» **DOCUMENT PASSAGE**:
..............................

Terminal Automation with pilotty

CRITICAL: Argument Positioning

All flags (--name, -s, --format, etc.) MUST come BEFORE positional arguments:

bash

# CORRECT - flags before command/arguments
pilotty spawn --name myapp vim file.txt
pilotty key -s myapp Enter
pilotty snapshot -s myapp --format text

# WRONG - flags after command (they get passed to the app, not pilotty!)
pilotty spawn vim file.txt --name myapp   # FAILS: --name goes to vim
pilotty key Enter -s myapp                # FAILS: -s goes nowhere useful

This is the #1 cause of agent failures. When in doubt: flags first, then command/args.

Quick start

bash

pilotty spawn vim file.txt        # Start TUI app in managed session
pilotty wait-for "file.txt"       # Wait for app to be ready
pilotty snapshot                  # Get screen state with UI elements
pilotty key i                     # Enter insert mode
pilotty type "Hello, World!"      # Type text
pilotty key Escape                # Exit insert mode
pilotty kill                      # End session

Core workflow

•Spawn: pilotty spawn <command> starts the app in a background PTY
•Wait: pilotty wait-for <text> ensures the app is ready
•Snapshot: pilotty snapshot returns screen state with detected UI elements
•Understand: Parse elements[] to identify buttons, inputs, toggles
•Interact: Use keyboard commands (key, type) to navigate and interact
•Re-snapshot: Check content_hash to detect screen changes

Commands

Session management

bash

pilotty spawn <command>           # Start TUI app (e.g., pilotty spawn htop)
pilotty spawn --name myapp <cmd>  # Start with custom session name (--name before command)
pilotty kill                      # Kill default session
pilotty kill -s myapp             # Kill specific session
pilotty list-sessions             # List all active sessions
pilotty daemon                    # Manually start daemon (usually auto-starts)
pilotty shutdown                  # Stop daemon and all sessions
pilotty examples                  # Show end-to-end workflow example

Screen capture

bash

pilotty snapshot                  # Full JSON with text content and elements
pilotty snapshot --format compact # JSON without text field
pilotty snapshot --format text    # Plain text with cursor indicator
pilotty snapshot -s myapp         # Snapshot specific session

# Wait for screen to change (eliminates need for sleep!)

..............................

» **TO-DO LIST**:
a) Edit the pilotty guide from "CRITICAL: Argument Positioning" through "app, not pilotty!)", replacing "myapp" with "notes".
b) In the pilotty guide, what does pilotty snapshot --format compact return?
The data after this point is separate from the pilotty guide.

Saved entries:
..............................

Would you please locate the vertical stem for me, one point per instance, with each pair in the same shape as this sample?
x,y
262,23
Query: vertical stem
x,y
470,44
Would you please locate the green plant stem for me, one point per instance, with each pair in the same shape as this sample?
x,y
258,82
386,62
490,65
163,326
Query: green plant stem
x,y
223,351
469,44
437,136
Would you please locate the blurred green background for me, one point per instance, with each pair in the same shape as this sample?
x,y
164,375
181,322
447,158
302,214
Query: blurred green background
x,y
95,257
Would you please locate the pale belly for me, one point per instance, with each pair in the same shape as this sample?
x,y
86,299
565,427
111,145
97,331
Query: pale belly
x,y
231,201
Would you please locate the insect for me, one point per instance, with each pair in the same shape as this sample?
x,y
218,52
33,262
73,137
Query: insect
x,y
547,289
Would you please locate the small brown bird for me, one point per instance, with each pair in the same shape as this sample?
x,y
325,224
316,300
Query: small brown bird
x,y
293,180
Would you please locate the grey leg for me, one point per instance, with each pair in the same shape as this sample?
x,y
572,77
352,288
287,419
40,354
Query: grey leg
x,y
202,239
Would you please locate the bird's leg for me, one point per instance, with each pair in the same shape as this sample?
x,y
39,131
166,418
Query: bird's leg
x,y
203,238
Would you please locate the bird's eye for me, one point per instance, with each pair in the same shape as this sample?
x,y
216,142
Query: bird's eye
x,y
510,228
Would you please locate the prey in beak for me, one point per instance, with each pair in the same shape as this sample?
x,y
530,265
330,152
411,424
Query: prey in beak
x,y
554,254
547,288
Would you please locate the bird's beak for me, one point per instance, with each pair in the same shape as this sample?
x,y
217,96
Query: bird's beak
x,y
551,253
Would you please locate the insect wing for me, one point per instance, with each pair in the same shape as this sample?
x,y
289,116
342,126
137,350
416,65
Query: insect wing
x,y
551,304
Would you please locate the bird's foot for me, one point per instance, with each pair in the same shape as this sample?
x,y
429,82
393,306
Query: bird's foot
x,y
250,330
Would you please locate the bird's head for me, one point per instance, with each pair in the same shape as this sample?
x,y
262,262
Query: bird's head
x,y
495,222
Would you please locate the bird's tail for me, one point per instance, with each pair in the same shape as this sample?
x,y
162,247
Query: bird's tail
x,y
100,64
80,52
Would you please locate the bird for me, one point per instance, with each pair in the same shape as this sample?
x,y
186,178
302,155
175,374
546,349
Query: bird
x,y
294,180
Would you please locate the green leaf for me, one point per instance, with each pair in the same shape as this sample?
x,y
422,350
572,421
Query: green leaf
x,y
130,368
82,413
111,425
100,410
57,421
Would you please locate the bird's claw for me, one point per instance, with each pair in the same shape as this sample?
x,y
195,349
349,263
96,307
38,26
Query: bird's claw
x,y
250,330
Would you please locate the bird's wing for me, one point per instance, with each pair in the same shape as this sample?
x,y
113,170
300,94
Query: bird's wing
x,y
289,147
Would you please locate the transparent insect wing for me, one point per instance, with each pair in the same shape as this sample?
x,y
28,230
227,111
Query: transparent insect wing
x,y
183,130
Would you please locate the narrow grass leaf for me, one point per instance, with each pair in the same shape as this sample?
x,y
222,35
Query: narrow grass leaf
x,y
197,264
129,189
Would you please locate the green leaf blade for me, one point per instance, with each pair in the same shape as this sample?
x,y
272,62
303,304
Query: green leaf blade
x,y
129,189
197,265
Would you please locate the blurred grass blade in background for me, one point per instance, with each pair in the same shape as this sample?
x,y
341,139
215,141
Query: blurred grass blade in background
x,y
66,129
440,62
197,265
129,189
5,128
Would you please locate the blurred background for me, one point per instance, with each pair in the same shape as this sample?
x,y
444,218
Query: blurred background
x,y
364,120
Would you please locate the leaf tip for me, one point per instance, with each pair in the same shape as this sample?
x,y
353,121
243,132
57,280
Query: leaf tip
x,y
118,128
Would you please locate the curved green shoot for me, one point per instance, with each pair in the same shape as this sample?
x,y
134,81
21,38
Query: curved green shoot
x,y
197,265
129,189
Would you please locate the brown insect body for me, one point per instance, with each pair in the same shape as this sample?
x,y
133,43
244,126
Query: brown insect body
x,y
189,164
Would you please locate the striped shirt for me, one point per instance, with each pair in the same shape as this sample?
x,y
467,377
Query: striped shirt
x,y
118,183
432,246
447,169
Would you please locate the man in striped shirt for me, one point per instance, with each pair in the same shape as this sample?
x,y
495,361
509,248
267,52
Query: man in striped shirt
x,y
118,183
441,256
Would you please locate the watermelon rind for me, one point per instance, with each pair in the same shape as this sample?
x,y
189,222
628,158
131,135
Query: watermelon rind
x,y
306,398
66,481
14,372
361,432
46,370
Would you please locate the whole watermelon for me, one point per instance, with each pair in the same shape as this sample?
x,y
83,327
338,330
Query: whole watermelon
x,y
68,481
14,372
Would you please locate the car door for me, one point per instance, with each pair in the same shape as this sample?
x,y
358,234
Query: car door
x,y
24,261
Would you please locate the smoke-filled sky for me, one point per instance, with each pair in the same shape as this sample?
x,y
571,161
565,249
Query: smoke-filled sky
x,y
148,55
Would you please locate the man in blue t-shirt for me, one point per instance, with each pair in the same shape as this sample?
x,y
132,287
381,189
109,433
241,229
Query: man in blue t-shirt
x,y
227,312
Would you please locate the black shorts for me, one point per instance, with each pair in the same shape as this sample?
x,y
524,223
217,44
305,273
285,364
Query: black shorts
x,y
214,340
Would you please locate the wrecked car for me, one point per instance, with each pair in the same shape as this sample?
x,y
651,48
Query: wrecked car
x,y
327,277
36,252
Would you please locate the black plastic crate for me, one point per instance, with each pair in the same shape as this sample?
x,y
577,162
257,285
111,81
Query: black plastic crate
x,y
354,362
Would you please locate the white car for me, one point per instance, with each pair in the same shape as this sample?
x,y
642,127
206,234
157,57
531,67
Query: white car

..............................

» **EXERCISE SOLUTIONS**:
a)
CRITICAL: Argument Positioning

All flags (--name, -s, --format, etc.) MUST come BEFORE positional arguments:

bash

# CORRECT - flags before command/arguments
pilotty spawn --name notes vim file.txt
pilotty key -s notes Enter
pilotty snapshot -s notes --format text

# WRONG - flags after command (they get passed to the app, not pilotty!)

b) JSON without the text field.